**WORK REQUIRED:** Return the material below in full and exactly.

**RECORDS FOR THIS TASK:**
◆ ◆ ◆ ◆ ◆ ◆ ◆

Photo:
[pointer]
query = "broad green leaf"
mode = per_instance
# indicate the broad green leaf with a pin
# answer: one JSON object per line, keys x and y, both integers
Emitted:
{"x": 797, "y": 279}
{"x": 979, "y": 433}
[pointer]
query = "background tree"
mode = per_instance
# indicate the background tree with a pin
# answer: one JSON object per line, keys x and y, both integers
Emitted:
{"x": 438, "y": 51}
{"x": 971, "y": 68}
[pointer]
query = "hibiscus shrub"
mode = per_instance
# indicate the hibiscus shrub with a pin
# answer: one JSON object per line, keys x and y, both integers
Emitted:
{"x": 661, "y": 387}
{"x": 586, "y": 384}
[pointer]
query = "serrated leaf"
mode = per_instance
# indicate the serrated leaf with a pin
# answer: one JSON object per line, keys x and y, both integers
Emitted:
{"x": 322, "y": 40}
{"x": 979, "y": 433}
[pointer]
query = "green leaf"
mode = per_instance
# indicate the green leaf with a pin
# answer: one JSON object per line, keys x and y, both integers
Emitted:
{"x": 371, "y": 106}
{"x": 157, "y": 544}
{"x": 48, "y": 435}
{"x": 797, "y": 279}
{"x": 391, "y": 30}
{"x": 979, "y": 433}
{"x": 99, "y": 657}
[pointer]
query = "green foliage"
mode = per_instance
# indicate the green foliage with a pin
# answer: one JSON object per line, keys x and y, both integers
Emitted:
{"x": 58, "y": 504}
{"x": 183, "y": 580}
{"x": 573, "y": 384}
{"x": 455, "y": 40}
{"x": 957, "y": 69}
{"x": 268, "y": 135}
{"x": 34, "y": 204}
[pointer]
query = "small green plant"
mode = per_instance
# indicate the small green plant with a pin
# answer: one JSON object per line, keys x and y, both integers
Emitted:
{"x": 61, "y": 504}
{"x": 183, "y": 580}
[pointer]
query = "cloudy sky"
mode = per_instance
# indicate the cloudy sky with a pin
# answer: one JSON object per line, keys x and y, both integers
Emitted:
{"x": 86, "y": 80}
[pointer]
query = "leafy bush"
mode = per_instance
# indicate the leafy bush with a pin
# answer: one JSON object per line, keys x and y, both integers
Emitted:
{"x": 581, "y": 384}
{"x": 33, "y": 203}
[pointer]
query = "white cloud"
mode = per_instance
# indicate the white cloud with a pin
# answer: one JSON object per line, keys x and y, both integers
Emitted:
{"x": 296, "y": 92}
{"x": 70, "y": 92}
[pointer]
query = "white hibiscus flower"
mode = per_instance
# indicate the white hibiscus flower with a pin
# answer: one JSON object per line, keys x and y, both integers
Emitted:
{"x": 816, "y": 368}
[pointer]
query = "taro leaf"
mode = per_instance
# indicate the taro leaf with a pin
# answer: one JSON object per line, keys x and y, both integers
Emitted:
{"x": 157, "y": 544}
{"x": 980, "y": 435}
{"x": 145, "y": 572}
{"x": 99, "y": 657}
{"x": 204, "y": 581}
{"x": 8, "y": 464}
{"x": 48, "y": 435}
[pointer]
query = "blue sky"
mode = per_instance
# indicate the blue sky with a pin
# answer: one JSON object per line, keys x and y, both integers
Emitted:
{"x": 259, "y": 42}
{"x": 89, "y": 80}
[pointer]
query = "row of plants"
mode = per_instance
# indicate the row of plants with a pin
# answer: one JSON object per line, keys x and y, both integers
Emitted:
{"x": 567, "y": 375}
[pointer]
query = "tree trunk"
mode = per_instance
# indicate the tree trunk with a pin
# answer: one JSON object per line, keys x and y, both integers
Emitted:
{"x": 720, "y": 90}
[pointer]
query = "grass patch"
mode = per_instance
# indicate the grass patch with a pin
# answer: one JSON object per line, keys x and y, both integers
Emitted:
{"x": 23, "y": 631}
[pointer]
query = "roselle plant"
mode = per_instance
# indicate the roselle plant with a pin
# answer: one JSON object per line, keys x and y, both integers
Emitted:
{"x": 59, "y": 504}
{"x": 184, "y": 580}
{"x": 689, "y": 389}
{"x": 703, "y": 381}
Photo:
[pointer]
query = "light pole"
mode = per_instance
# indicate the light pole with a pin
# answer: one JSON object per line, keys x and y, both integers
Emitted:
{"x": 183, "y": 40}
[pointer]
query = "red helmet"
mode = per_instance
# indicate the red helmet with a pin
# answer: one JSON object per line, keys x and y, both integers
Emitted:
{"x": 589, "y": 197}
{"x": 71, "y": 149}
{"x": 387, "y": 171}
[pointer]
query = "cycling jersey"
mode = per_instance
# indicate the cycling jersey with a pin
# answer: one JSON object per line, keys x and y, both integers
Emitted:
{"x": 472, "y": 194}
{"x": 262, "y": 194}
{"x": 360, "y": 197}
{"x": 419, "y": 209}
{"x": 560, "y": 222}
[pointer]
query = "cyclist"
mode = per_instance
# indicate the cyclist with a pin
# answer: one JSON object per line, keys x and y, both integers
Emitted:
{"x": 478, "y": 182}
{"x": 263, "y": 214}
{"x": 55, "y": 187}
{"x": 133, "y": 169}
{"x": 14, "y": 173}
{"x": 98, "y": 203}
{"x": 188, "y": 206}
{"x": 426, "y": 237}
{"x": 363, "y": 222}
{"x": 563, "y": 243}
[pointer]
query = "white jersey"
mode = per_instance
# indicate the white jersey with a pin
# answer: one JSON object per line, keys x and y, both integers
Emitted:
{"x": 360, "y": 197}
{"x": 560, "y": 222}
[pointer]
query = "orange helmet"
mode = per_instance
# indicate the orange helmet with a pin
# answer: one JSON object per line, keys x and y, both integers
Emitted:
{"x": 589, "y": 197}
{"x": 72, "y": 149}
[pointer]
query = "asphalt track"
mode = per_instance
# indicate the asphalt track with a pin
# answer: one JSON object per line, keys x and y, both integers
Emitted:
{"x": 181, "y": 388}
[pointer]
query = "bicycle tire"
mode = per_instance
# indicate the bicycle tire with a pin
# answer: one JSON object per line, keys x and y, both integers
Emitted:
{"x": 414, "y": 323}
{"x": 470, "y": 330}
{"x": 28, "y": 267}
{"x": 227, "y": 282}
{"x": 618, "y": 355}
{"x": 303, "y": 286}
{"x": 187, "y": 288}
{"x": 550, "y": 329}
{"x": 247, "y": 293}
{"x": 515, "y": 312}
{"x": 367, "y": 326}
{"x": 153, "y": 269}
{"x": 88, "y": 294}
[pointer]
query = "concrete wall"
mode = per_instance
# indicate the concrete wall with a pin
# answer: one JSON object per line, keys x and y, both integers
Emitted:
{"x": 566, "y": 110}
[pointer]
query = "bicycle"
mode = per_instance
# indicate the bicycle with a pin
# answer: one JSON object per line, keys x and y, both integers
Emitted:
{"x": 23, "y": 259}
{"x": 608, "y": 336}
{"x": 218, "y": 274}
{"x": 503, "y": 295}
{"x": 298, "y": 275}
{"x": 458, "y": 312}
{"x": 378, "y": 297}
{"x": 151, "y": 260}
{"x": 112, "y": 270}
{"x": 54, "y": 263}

◆ ◆ ◆ ◆ ◆ ◆ ◆

**THE ANSWER:**
Photo:
[pointer]
query = "broad green leaf"
mode = per_instance
# indicate the broad green leaf with a pin
# answer: one JSON object per line, keys x and y, both integers
Emitted:
{"x": 797, "y": 279}
{"x": 979, "y": 433}
[pointer]
query = "background tree"
mode = per_instance
# indicate the background tree with a pin
# answer: one JSON object per line, keys x and y, both integers
Emitted:
{"x": 438, "y": 51}
{"x": 971, "y": 68}
[pointer]
query = "hibiscus shrub"
mode = per_instance
# indicate the hibiscus shrub with a pin
# answer: one JSON object per line, keys x and y, both integers
Emitted:
{"x": 661, "y": 387}
{"x": 586, "y": 384}
[pointer]
query = "serrated leaf"
mode = per_instance
# indicate the serrated leaf with a pin
# answer: one JSON object per line, keys x and y, both integers
Emitted:
{"x": 322, "y": 40}
{"x": 979, "y": 433}
[pointer]
query = "green leaf"
mode = per_instance
# indicate the green leaf with a pin
# answer: one JSON object per line, keys x and y, both integers
Emitted:
{"x": 371, "y": 106}
{"x": 157, "y": 544}
{"x": 48, "y": 435}
{"x": 797, "y": 279}
{"x": 391, "y": 30}
{"x": 979, "y": 433}
{"x": 99, "y": 657}
[pointer]
query = "green foliage"
mode = per_instance
# indicate the green foliage with a pin
# answer: one JSON object per line, keys x and y, both integers
Emitted:
{"x": 58, "y": 504}
{"x": 183, "y": 580}
{"x": 573, "y": 384}
{"x": 455, "y": 40}
{"x": 957, "y": 69}
{"x": 268, "y": 135}
{"x": 34, "y": 204}
[pointer]
query = "small green plant"
mode = per_instance
# indicate the small green plant with a pin
# answer: one JSON object per line, keys x and y, both integers
Emitted:
{"x": 61, "y": 504}
{"x": 183, "y": 580}
[pointer]
query = "cloudy sky"
mode = per_instance
# indicate the cloudy sky with a pin
# answer: one JSON object per line, keys x and y, both integers
Emitted:
{"x": 86, "y": 80}
[pointer]
query = "leafy bush"
mode = per_instance
# indicate the leafy bush with a pin
# answer: one JSON object per line, keys x and y, both integers
Emitted:
{"x": 581, "y": 384}
{"x": 33, "y": 203}
[pointer]
query = "white cloud"
mode = per_instance
# indicate the white cloud with a pin
# answer: one JSON object per line, keys x and y, both integers
Emitted:
{"x": 296, "y": 92}
{"x": 70, "y": 92}
[pointer]
query = "white hibiscus flower"
mode = per_instance
# indicate the white hibiscus flower with a pin
# answer: one JSON object per line, keys x and y, both integers
Emitted:
{"x": 816, "y": 368}
[pointer]
query = "taro leaf"
mode = per_instance
# indicate the taro leaf with a pin
# answer: one JSON object per line, keys x and y, both integers
Emitted:
{"x": 157, "y": 544}
{"x": 980, "y": 435}
{"x": 145, "y": 572}
{"x": 99, "y": 657}
{"x": 204, "y": 581}
{"x": 8, "y": 464}
{"x": 48, "y": 435}
[pointer]
query = "blue sky"
mode = per_instance
# indicate the blue sky with a pin
# answer: one JSON object per line, keys x and y, both integers
Emitted:
{"x": 259, "y": 42}
{"x": 89, "y": 80}
[pointer]
query = "row of plants"
mode = per_instance
# indicate the row of plants with a pin
# answer: one JSON object per line, keys x and y, both integers
Emitted:
{"x": 567, "y": 375}
[pointer]
query = "tree trunk"
mode = per_instance
# indicate the tree trunk with a pin
# answer: one JSON object per line, keys x and y, both integers
Emitted:
{"x": 720, "y": 90}
[pointer]
query = "grass patch"
mode = per_instance
# indicate the grass patch with a pin
# answer: one JSON object per line, keys x and y, both integers
Emitted:
{"x": 23, "y": 631}
[pointer]
query = "roselle plant"
mode = per_instance
# indicate the roselle plant with a pin
# answer: one JSON object per line, keys x and y, both integers
Emitted:
{"x": 59, "y": 504}
{"x": 184, "y": 580}
{"x": 689, "y": 389}
{"x": 703, "y": 381}
Photo:
[pointer]
query = "light pole"
mode = per_instance
# indicate the light pole with a pin
# answer: one JSON object per line, keys x and y, both integers
Emitted:
{"x": 183, "y": 40}
[pointer]
query = "red helmet"
mode = per_instance
# indicate the red helmet with a pin
# answer: one JSON object per line, keys x and y, both integers
Emitted:
{"x": 589, "y": 197}
{"x": 71, "y": 149}
{"x": 387, "y": 171}
[pointer]
query = "cycling jersey"
mode = per_instance
# indicate the cycling jersey with a pin
# answer: one JSON object per line, keys x and y, both integers
Emitted:
{"x": 472, "y": 194}
{"x": 262, "y": 194}
{"x": 360, "y": 197}
{"x": 419, "y": 209}
{"x": 560, "y": 222}
[pointer]
query = "cyclist"
mode = per_instance
# indicate the cyclist with a pin
# answer: one JSON object per line, keys x and y, both integers
Emitted:
{"x": 478, "y": 182}
{"x": 263, "y": 214}
{"x": 55, "y": 187}
{"x": 133, "y": 169}
{"x": 14, "y": 173}
{"x": 98, "y": 203}
{"x": 188, "y": 206}
{"x": 426, "y": 237}
{"x": 363, "y": 222}
{"x": 563, "y": 243}
[pointer]
query = "white jersey"
mode = per_instance
# indicate the white jersey with a pin
# answer: one JSON object per line, keys x and y, both integers
Emitted:
{"x": 360, "y": 197}
{"x": 560, "y": 222}
[pointer]
query = "orange helmet"
mode = per_instance
# indicate the orange helmet with a pin
# answer: one JSON object per line, keys x and y, both integers
Emitted:
{"x": 589, "y": 197}
{"x": 72, "y": 149}
[pointer]
query = "asphalt track"
mode = per_instance
# indicate the asphalt track with a pin
# answer: one JSON object per line, keys x and y, both integers
Emitted:
{"x": 181, "y": 388}
[pointer]
query = "bicycle tire"
mode = per_instance
# indicate the bicycle tire with a pin
# answer: one JSON object per line, keys x and y, both integers
Emitted:
{"x": 414, "y": 323}
{"x": 470, "y": 330}
{"x": 28, "y": 267}
{"x": 227, "y": 282}
{"x": 618, "y": 355}
{"x": 303, "y": 286}
{"x": 187, "y": 288}
{"x": 550, "y": 329}
{"x": 247, "y": 293}
{"x": 515, "y": 312}
{"x": 367, "y": 326}
{"x": 153, "y": 269}
{"x": 88, "y": 294}
[pointer]
query = "concrete wall"
mode = per_instance
# indicate the concrete wall with a pin
# answer: one JSON object per line, keys x and y, both integers
Emitted:
{"x": 566, "y": 110}
[pointer]
query = "bicycle"
mode = per_instance
# indicate the bicycle with a pin
# answer: one JSON object per line, keys x and y, both integers
Emitted:
{"x": 23, "y": 259}
{"x": 608, "y": 336}
{"x": 218, "y": 274}
{"x": 503, "y": 295}
{"x": 298, "y": 275}
{"x": 458, "y": 312}
{"x": 378, "y": 297}
{"x": 151, "y": 260}
{"x": 112, "y": 270}
{"x": 54, "y": 263}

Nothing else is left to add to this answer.